> Task
Without including any images, reproduce each entry exactly.

> Supplied records
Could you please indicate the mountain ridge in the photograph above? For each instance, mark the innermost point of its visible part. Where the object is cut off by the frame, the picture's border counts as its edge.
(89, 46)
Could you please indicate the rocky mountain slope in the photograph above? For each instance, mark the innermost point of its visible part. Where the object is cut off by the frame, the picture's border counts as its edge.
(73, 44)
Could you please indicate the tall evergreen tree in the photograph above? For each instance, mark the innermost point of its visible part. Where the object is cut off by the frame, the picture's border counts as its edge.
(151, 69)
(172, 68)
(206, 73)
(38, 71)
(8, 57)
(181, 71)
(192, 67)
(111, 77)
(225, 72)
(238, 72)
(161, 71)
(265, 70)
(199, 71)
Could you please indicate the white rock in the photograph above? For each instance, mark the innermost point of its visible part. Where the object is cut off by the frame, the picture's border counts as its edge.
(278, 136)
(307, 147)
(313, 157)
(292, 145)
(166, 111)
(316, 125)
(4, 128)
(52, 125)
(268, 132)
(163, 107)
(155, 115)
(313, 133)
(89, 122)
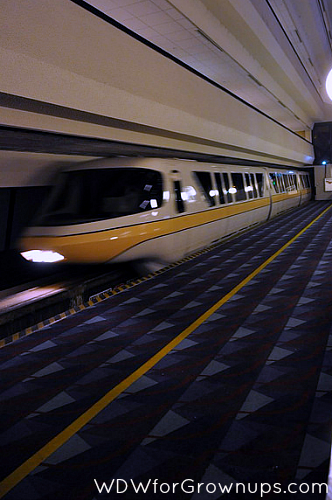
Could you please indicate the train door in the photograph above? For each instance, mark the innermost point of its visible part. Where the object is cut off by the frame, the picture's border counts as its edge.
(177, 240)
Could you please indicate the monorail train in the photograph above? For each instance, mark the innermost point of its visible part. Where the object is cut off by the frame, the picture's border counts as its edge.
(158, 210)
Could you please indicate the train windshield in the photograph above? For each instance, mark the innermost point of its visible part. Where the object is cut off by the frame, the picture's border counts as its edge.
(95, 194)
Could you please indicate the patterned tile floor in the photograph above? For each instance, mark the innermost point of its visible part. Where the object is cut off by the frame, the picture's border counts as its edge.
(245, 398)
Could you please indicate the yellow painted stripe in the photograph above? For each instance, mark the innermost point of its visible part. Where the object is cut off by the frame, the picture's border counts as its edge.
(40, 456)
(107, 244)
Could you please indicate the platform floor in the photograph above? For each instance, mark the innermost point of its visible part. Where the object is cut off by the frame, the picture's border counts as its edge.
(186, 378)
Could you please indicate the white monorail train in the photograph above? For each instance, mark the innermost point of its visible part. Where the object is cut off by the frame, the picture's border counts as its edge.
(152, 209)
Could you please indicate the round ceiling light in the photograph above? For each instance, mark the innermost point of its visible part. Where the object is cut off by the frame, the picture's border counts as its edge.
(329, 84)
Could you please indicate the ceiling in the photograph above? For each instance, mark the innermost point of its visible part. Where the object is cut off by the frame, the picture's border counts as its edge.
(274, 54)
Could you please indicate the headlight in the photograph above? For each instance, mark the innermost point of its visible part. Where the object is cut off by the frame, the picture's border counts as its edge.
(42, 256)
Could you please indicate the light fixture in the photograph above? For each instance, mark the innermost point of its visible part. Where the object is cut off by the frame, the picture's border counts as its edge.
(328, 84)
(42, 256)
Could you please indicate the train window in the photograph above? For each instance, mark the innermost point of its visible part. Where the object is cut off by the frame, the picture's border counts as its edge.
(280, 180)
(95, 194)
(205, 183)
(250, 183)
(217, 176)
(274, 182)
(260, 184)
(305, 181)
(286, 182)
(238, 186)
(178, 197)
(227, 187)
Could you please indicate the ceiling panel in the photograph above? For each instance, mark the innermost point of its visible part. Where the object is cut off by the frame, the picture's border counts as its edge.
(302, 25)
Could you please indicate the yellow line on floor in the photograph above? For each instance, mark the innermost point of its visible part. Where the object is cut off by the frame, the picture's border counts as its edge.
(29, 465)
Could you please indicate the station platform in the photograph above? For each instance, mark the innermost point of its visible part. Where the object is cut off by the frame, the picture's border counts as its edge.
(212, 379)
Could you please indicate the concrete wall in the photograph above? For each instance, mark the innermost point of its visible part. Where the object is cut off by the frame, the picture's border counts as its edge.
(57, 52)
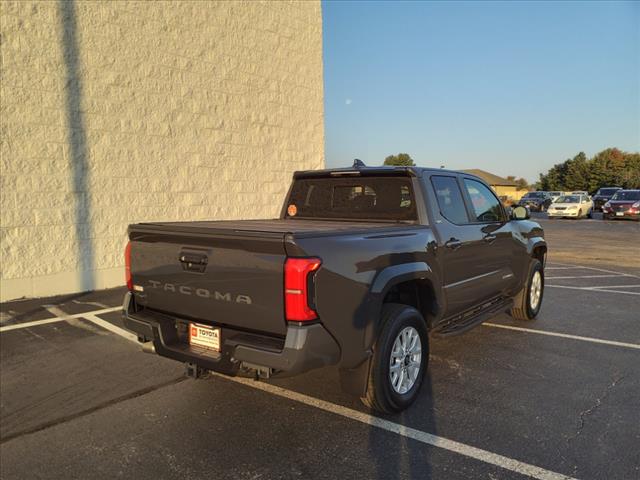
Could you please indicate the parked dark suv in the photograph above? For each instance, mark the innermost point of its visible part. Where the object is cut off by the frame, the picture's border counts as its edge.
(623, 204)
(603, 195)
(536, 201)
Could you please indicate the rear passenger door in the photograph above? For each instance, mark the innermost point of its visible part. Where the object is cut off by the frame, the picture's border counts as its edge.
(461, 249)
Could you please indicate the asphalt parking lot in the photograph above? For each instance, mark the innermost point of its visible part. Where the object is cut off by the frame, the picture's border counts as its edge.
(551, 399)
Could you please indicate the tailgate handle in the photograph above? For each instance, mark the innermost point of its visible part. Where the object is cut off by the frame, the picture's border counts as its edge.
(193, 262)
(194, 259)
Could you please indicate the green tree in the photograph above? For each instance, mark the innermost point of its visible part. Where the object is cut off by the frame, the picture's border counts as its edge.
(521, 183)
(608, 168)
(401, 160)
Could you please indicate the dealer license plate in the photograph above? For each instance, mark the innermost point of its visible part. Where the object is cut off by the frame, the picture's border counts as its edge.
(203, 336)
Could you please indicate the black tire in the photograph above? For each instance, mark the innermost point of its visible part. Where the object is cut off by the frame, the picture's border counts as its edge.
(381, 395)
(522, 308)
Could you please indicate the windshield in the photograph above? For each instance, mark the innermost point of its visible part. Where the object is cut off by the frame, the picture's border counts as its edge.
(627, 195)
(360, 198)
(568, 199)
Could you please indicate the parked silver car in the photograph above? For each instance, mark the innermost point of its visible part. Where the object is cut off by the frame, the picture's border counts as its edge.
(575, 206)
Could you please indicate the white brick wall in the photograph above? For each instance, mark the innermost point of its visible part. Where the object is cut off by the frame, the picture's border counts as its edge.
(120, 112)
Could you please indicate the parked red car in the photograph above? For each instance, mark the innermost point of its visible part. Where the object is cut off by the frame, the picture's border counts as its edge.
(624, 204)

> Task response
Could you please indicate the mountain ridge in the photograph above? For each instance, mark the innermost point of its visible part. Where the object is cut off by the frame, the picture's border counts as its edge.
(89, 46)
Could you please indicate the rocky mountain slope in the photograph above? For each instance, mark the innermost point of its visible part. Where the object is cut off by the frame, the picture's border counts as its edge.
(73, 44)
Could you please indicate the tall evergreen tree in the photograph above? For each instance, mark the innermost point of its visible part. Where the object is cut off by the frame, the picture's border counts as its edge.
(151, 69)
(172, 68)
(206, 73)
(38, 71)
(8, 57)
(181, 71)
(192, 67)
(111, 77)
(225, 72)
(238, 72)
(161, 71)
(265, 70)
(199, 71)
Could you please indicate the white rock in the photograph above? For each instance, mark the innermost point of its visible part. Where the object is cut off by the frame, the picture's border counts as its edge.
(278, 136)
(307, 147)
(313, 157)
(292, 145)
(166, 111)
(316, 125)
(4, 128)
(52, 125)
(268, 132)
(163, 107)
(155, 115)
(313, 133)
(89, 122)
Could you please indicate the train door in the photograph above? For each instance, mark the innermost point of its visible part. Where the object is cut off by the frame, the picture's border counts as its edge.
(177, 240)
Could you please indicate the monorail train in the photograph above? For each instance, mark the innermost point of its visible part. Where the object is cut off by the frame, the picture's border counts as its edge.
(158, 210)
Could you please indicate the train windshield in the photograph above? For each instance, mark the innermost point of its visible part. Where the object is cut off by the frame, the picture's border counts as its edge.
(95, 194)
Could you please indicate the patterned tile floor in the photograph above? For each instance, mark the innermost point of its visible part. Where the object is cut off by the frame, the picture's border counts as its edge.
(245, 398)
Could you please indicate the yellow painted stripe in the photograph above? For each instance, mark the innermost point of its visible part. Where the object is cut off by the frame, the picture's border counts as its edge.
(40, 456)
(107, 244)
Could you please indicate the platform floor in the photograph above? For each instance, mark the innermost point of its visible part. Where the object is cut off by the frame, the picture's border counts as its edge.
(186, 378)
Could you please indicate the white monorail train in the photograph above? For each instance, mark the innermost point of its visible part. Where the object is cut off by the frame, the picture's border counts as its edge.
(152, 209)
Could you please indicate the round ceiling light in the photograph above? For each instance, mark the innermost point of its visible part. Where the object is cut off by the frame, the picture's border counts as its edge.
(329, 84)
Could you please indicate the ceiling in the photograph above? For each instance, mark the innermost point of its visible part. Where the object is cut off by the frame, the picture's border counts as its edge.
(274, 54)
Could you please indicate the headlight in the photograph above? For each instance, mark the innermost point of its visible part. Where the object is cut off by the frame, the picture's border counts as its edge.
(42, 256)
Could you please indicate the light fixture in the photograph above? For each instance, mark the innermost point of its visible part. Where the object is cut off by the frame, the picture's border counts as its edge.
(328, 84)
(42, 256)
Could you please indicate the train window in the photograph above? For each instance, mark the innermost point of its visible part. Where the object is cut off by the frame, the picture's border counts as its edge.
(280, 180)
(95, 194)
(205, 183)
(250, 183)
(217, 176)
(274, 182)
(260, 184)
(305, 181)
(286, 182)
(238, 186)
(178, 197)
(227, 187)
Could you please indicate the ceiling panel in the photograph above? For each instance, mark the innermost point of its visible part. Where the object is cut off by the frame, the picture's border counts as its edge.
(302, 25)
Could you please indicate the yellow line on floor in the photograph above? For each instance, mark the innermost point of its visible part. Where the object is cut off by the frame, the picture's border counts as its edge.
(29, 465)
Could you please indicate the station platform in the photograph above? For each instance, mark the innermost point of its visible part. Where the object is cut off by the frame, the picture's border counts as its edge.
(212, 379)
Could you please indicate the concrete wall in the photograph above? For each instance, mark the innermost point of its visible part. Where the object is cut off by the frame, the picture's border counts as its edge.
(57, 52)
Could you please indicate the parked dark suv in the photograph above? For each instance, mark the innermost point of its visible part. Where the object is cut off by the frame, the picture's border counts as its edge.
(623, 204)
(603, 195)
(536, 201)
Could you please indicate the rear passenger door in the photograph above? For each instance, mark the innermost point of its visible part. Where the object is cut off by the frame, the picture's border counts as its edge.
(461, 249)
Could you please indicate the asphalt parking lot in the photograph above? For each instance, mark the innermost point of its visible part. Where the object is cut off by the frame, the picture's border counts as its edge.
(551, 399)
Could you please indicate the tailgate handle in the photograph above? For each instance, mark the innermost point of its visible part. Where the object is cut off by the frame, the picture's border counts as its edge.
(193, 262)
(194, 259)
Could you please indicate the green tree in the photograph above? For each instance, mark the innermost point of its visible part. Where the object is cut off by the frame, the picture's border counts as its edge.
(521, 183)
(608, 168)
(401, 160)
Could you please indicate the dealer license plate in the photograph above? For each instance, mark the innermost point of its visible part. Where the object is cut off by the frame, the picture's border counts as its edge.
(203, 336)
Could you please indicate the black tire in the photograph above? For each instance, mark the innermost point of its visible part. Where the object is cut off by the frame, the picture's border counts as its edge.
(381, 395)
(522, 308)
Could you please indicate the windshield in the photograph above? For each instance, mark the innermost point of its visible part. Where the object is cut off by the frame, the picture's border counts as its edge.
(627, 195)
(360, 198)
(568, 199)
Could you please indicate the parked silver car in the photograph above? For each instance, mark the innermost point of its visible part. Where the object is cut off by the frame, the picture's border counts as its edge.
(575, 206)
Could you please indicate the white brick wall in the photograph above? For each instance, mark the innermost point of its visible part. Where the object is cut off by the frame, the picture's border counts as its edge.
(120, 112)
Could you please indicate the parked red car in the photograph above? For each instance, mark the innermost point of its visible part. Where the object is cut off by the frame, the picture's border counts as its edge.
(624, 204)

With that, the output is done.